SUPPLIED ENTRIES:
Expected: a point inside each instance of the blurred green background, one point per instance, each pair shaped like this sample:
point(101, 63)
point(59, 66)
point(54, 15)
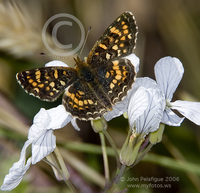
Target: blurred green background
point(166, 28)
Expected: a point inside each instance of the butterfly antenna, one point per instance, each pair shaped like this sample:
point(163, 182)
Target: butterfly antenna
point(85, 40)
point(44, 54)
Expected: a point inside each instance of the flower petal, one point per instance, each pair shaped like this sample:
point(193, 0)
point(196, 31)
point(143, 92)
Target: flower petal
point(17, 171)
point(170, 118)
point(41, 122)
point(149, 121)
point(168, 72)
point(59, 117)
point(56, 63)
point(15, 176)
point(74, 124)
point(137, 105)
point(134, 60)
point(190, 110)
point(118, 109)
point(43, 146)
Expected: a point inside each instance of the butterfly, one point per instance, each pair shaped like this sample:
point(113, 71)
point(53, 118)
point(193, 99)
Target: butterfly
point(96, 84)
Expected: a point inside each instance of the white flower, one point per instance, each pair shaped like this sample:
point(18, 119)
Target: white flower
point(169, 72)
point(146, 106)
point(41, 138)
point(122, 107)
point(43, 142)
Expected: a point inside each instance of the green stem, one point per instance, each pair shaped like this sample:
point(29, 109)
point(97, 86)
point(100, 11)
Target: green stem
point(143, 154)
point(113, 147)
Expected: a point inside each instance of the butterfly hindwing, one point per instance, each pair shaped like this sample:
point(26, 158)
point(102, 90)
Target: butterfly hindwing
point(46, 83)
point(82, 103)
point(117, 41)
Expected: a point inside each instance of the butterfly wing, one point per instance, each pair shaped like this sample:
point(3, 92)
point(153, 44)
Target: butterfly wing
point(116, 78)
point(46, 83)
point(82, 103)
point(117, 41)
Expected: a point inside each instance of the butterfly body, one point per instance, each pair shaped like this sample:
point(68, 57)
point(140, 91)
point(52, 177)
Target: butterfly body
point(95, 85)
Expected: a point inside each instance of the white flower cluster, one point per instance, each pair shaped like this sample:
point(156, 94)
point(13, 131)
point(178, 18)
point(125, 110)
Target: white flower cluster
point(148, 104)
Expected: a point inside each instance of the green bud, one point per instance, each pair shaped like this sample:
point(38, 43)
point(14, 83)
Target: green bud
point(156, 136)
point(99, 125)
point(130, 149)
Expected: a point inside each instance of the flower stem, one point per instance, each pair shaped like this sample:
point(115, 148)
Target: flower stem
point(113, 147)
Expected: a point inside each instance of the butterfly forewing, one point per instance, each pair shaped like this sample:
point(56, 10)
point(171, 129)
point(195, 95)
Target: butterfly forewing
point(46, 83)
point(116, 78)
point(94, 87)
point(117, 41)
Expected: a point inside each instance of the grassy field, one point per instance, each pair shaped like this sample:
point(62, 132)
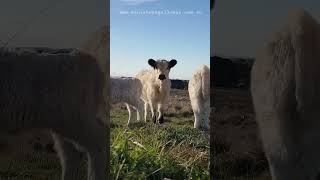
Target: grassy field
point(173, 150)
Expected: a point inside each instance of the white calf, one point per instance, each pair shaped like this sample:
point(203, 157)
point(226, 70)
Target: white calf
point(129, 91)
point(156, 87)
point(285, 86)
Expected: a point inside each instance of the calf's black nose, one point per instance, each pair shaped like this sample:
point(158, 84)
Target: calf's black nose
point(162, 77)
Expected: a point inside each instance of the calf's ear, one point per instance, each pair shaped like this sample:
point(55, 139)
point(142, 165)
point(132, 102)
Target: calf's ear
point(172, 63)
point(152, 63)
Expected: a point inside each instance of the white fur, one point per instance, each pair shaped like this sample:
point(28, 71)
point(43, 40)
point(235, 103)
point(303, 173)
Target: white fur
point(199, 93)
point(286, 95)
point(62, 93)
point(127, 90)
point(155, 92)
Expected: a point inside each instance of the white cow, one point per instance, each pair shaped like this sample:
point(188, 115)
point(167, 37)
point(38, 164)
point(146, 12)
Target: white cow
point(285, 86)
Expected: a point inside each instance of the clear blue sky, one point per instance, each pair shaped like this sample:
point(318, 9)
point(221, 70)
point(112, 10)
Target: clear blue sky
point(241, 26)
point(135, 38)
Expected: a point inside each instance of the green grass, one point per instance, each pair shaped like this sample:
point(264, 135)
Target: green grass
point(172, 150)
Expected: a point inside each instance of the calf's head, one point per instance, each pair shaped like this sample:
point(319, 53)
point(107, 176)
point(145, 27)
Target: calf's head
point(162, 67)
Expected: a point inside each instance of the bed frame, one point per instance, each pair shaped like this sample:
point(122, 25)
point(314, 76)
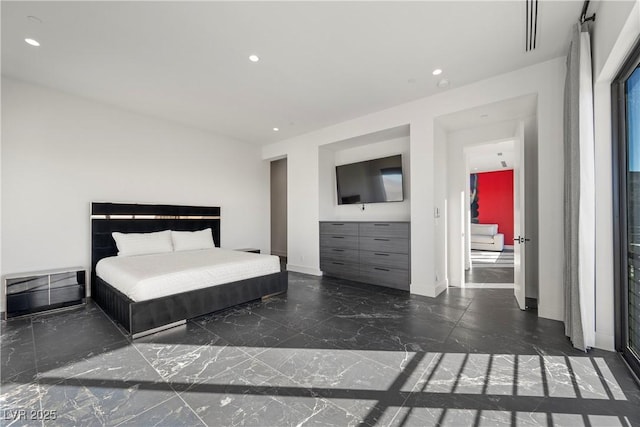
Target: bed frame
point(144, 317)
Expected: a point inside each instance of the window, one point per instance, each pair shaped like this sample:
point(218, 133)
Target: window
point(626, 120)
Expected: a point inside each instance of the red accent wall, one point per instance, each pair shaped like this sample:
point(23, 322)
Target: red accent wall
point(495, 197)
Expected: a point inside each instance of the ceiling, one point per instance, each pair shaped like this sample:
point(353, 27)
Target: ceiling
point(488, 157)
point(321, 62)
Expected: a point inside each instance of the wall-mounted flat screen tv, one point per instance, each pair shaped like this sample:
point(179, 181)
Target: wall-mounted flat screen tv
point(372, 181)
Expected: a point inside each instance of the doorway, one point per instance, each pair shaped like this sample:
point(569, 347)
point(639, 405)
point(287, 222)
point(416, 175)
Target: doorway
point(279, 210)
point(489, 218)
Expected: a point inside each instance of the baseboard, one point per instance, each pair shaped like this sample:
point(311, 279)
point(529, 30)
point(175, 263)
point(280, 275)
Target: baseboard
point(442, 286)
point(303, 269)
point(605, 342)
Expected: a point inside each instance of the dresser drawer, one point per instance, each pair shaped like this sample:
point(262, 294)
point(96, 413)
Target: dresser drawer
point(343, 270)
point(382, 276)
point(384, 244)
point(339, 254)
point(343, 228)
point(385, 259)
point(385, 229)
point(338, 241)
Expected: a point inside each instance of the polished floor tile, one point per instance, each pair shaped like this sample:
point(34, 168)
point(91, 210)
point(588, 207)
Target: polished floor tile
point(330, 352)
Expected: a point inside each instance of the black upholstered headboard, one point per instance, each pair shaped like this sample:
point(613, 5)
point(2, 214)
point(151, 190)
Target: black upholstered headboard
point(138, 218)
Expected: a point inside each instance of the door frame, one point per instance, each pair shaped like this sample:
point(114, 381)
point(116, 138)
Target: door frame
point(466, 218)
point(620, 241)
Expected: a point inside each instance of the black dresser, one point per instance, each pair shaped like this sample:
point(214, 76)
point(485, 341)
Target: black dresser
point(369, 252)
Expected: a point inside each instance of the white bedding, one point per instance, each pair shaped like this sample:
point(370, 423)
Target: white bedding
point(145, 277)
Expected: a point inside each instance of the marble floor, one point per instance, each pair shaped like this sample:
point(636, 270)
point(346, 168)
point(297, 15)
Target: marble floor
point(489, 276)
point(328, 353)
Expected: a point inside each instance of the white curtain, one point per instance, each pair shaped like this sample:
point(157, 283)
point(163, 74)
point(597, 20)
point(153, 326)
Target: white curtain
point(579, 271)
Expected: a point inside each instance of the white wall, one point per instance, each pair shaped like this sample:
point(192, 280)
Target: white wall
point(616, 29)
point(441, 209)
point(544, 79)
point(531, 206)
point(396, 211)
point(60, 152)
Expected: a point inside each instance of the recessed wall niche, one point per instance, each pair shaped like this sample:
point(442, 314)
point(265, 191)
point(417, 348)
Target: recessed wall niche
point(383, 143)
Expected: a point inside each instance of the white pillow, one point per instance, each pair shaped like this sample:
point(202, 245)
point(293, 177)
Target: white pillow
point(192, 240)
point(143, 243)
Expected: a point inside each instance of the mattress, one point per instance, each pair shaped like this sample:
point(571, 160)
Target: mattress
point(145, 277)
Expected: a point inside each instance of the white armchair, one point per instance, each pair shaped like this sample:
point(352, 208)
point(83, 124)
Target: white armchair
point(485, 237)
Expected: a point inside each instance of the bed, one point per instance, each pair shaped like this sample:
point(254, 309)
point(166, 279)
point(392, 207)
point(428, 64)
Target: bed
point(141, 317)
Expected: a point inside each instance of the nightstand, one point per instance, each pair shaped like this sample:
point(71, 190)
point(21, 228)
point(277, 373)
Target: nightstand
point(27, 293)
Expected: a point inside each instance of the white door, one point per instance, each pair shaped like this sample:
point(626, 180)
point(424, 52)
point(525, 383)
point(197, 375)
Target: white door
point(519, 234)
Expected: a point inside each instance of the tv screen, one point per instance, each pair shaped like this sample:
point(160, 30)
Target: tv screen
point(372, 181)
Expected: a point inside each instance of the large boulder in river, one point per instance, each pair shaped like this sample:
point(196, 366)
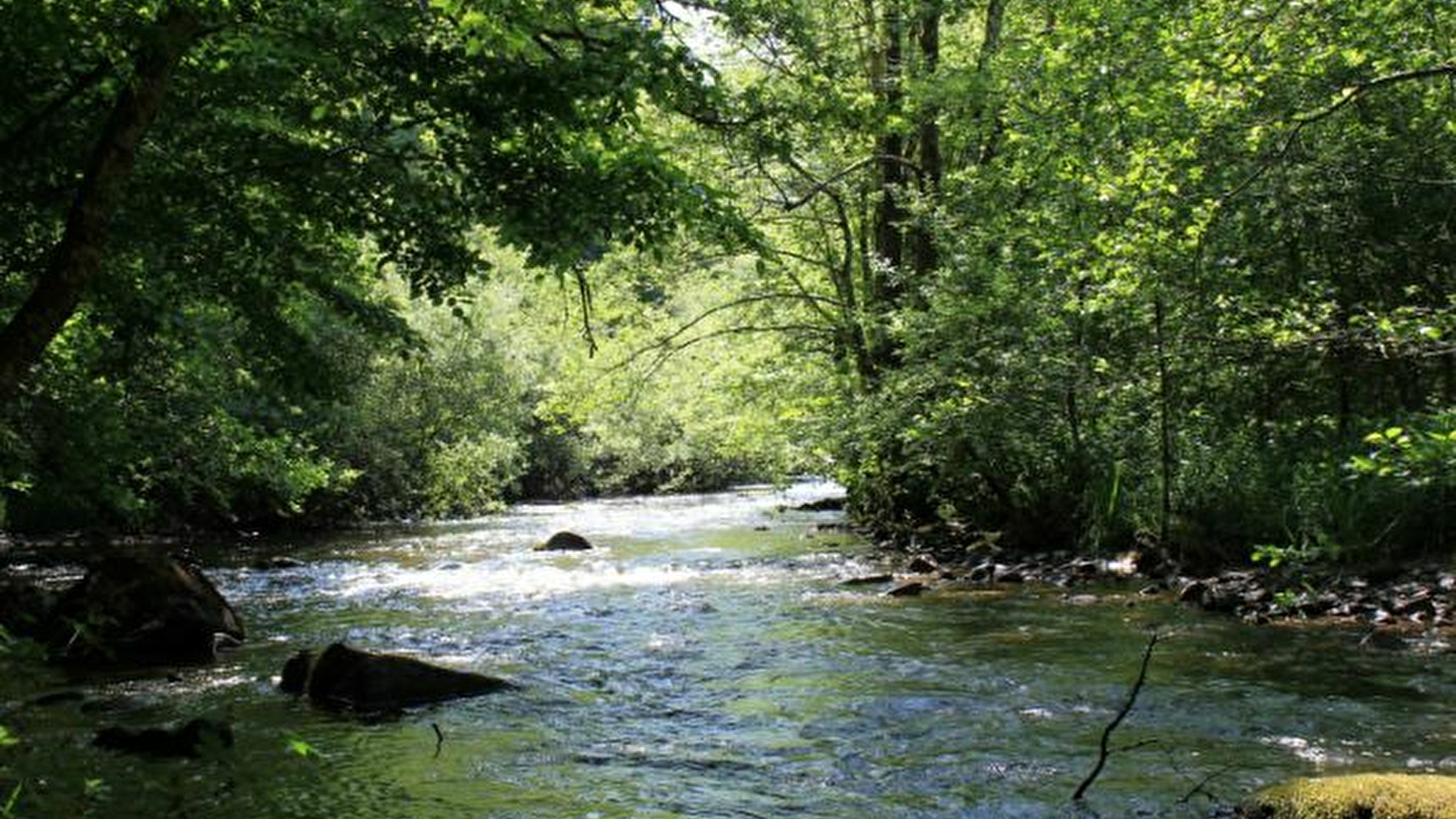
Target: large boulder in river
point(26, 608)
point(131, 611)
point(564, 542)
point(188, 741)
point(361, 681)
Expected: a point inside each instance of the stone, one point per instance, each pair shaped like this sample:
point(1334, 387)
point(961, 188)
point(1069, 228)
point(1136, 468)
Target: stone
point(143, 612)
point(868, 581)
point(277, 561)
point(921, 564)
point(564, 542)
point(907, 589)
point(369, 682)
point(181, 742)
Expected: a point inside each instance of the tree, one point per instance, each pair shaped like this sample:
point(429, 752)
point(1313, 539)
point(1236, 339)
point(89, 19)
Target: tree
point(408, 123)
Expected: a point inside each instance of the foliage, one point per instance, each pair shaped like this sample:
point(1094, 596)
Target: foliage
point(1380, 796)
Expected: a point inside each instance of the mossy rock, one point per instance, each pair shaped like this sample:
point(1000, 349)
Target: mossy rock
point(1361, 796)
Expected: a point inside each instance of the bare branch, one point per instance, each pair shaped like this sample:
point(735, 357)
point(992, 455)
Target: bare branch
point(1121, 714)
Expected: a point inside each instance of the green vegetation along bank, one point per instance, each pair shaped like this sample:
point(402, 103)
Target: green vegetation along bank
point(1099, 276)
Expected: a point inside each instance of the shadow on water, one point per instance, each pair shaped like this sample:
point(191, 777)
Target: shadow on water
point(705, 662)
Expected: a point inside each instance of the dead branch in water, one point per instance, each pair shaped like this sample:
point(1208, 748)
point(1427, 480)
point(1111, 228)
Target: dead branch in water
point(1104, 749)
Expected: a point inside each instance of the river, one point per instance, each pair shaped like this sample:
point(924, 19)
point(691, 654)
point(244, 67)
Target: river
point(706, 662)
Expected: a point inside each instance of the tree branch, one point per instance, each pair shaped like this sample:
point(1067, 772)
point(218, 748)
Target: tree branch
point(1104, 751)
point(1346, 98)
point(11, 145)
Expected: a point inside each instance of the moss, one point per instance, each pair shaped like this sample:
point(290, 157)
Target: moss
point(1363, 796)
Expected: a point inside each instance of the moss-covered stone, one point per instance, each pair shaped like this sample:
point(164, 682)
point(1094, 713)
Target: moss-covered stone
point(1363, 796)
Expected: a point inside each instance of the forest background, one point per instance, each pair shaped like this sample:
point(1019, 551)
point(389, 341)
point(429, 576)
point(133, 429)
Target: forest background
point(1077, 274)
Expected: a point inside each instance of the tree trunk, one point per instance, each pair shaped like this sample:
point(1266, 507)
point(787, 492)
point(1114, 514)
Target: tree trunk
point(890, 155)
point(990, 111)
point(932, 165)
point(79, 254)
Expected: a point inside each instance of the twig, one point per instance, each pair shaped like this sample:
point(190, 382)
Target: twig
point(1121, 714)
point(1201, 785)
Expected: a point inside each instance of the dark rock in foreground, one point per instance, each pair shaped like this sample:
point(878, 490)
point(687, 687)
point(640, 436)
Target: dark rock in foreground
point(564, 542)
point(131, 611)
point(181, 742)
point(363, 681)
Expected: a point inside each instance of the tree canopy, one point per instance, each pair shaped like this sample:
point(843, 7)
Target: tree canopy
point(1091, 274)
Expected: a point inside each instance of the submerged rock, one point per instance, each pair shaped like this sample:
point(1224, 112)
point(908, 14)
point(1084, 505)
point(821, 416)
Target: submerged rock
point(361, 681)
point(907, 589)
point(182, 742)
point(133, 611)
point(1361, 796)
point(564, 542)
point(868, 581)
point(277, 561)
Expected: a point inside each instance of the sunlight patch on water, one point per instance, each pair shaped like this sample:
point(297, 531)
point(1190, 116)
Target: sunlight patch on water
point(511, 579)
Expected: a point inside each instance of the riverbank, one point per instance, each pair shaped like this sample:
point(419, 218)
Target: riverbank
point(1411, 601)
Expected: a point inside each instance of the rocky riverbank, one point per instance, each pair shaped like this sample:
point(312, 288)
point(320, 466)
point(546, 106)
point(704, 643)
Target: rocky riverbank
point(1412, 601)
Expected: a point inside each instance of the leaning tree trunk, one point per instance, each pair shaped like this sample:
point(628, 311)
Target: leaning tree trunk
point(928, 138)
point(79, 254)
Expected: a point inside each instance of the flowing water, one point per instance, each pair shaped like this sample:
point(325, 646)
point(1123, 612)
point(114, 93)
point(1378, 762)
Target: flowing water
point(706, 662)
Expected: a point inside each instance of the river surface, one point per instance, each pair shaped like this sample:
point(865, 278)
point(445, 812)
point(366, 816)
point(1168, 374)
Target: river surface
point(706, 662)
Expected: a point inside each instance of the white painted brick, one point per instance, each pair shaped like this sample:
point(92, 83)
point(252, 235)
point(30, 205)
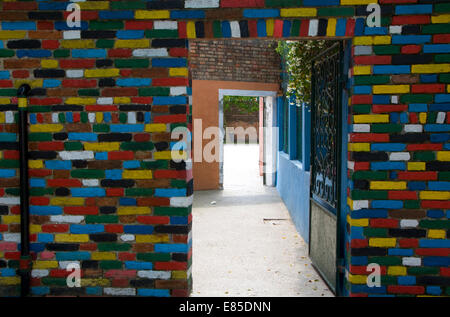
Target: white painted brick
point(71, 35)
point(75, 73)
point(127, 237)
point(165, 25)
point(400, 156)
point(9, 200)
point(159, 275)
point(201, 3)
point(411, 261)
point(409, 223)
point(76, 155)
point(120, 291)
point(181, 201)
point(66, 219)
point(413, 128)
point(150, 52)
point(39, 273)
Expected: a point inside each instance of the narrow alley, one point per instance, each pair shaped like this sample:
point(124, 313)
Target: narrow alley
point(244, 241)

REQUIREMENTS:
Rename "dresser drawer" to "chest drawer" in the stretch of material from the line containing "Expected: a point inside each instance of the calf's head, one" through the line containing "point(338, 241)", and give those lines back with nothing else changed and the pictures left out.

THE COMPLETED TASK:
Expected: a point inside each instance of the calf's head, one point per instance, each pair shaped like this sample:
point(319, 53)
point(107, 176)
point(145, 27)
Target: calf's head
point(162, 67)
Expected: a point inside each instance of the bed frame, one point per instance, each pair shaped like this sample:
point(122, 25)
point(314, 76)
Target: bed frame
point(144, 317)
Expected: a point inside each instance of the window, one point per instance, each pair shaped like this sample:
point(218, 133)
Target: window
point(626, 120)
Expected: a point inside each instance of the red accent wall, one point per instance, each pair shaped like this sample:
point(23, 322)
Target: red accent wall
point(495, 197)
Expected: a point inside each instance of the ceiling, one point per instance, each pair shaped like this sample:
point(353, 27)
Target: ceiling
point(488, 157)
point(321, 62)
Expected: a point inside each instance of the wall-mounted flat screen tv, one point per instance, each pair shaped like this sample:
point(179, 181)
Target: wall-mounted flat screen tv
point(372, 181)
Expected: a point inside each instance of the doorway, one point per instance, each pair shaped like this sample:
point(569, 347)
point(639, 405)
point(287, 222)
point(416, 175)
Target: doorway
point(279, 210)
point(489, 218)
Expected: a point inside each instance of the baseboard, one point per instance, each pair shaped like this sample:
point(311, 279)
point(529, 30)
point(175, 263)
point(280, 275)
Target: baseboard
point(442, 286)
point(303, 269)
point(605, 342)
Expected: a point inside each instance of the chest drawer, one point per instance, each pair shaped like this sample:
point(262, 294)
point(96, 413)
Target: chest drawer
point(343, 270)
point(382, 276)
point(384, 244)
point(339, 254)
point(343, 228)
point(385, 259)
point(385, 229)
point(338, 241)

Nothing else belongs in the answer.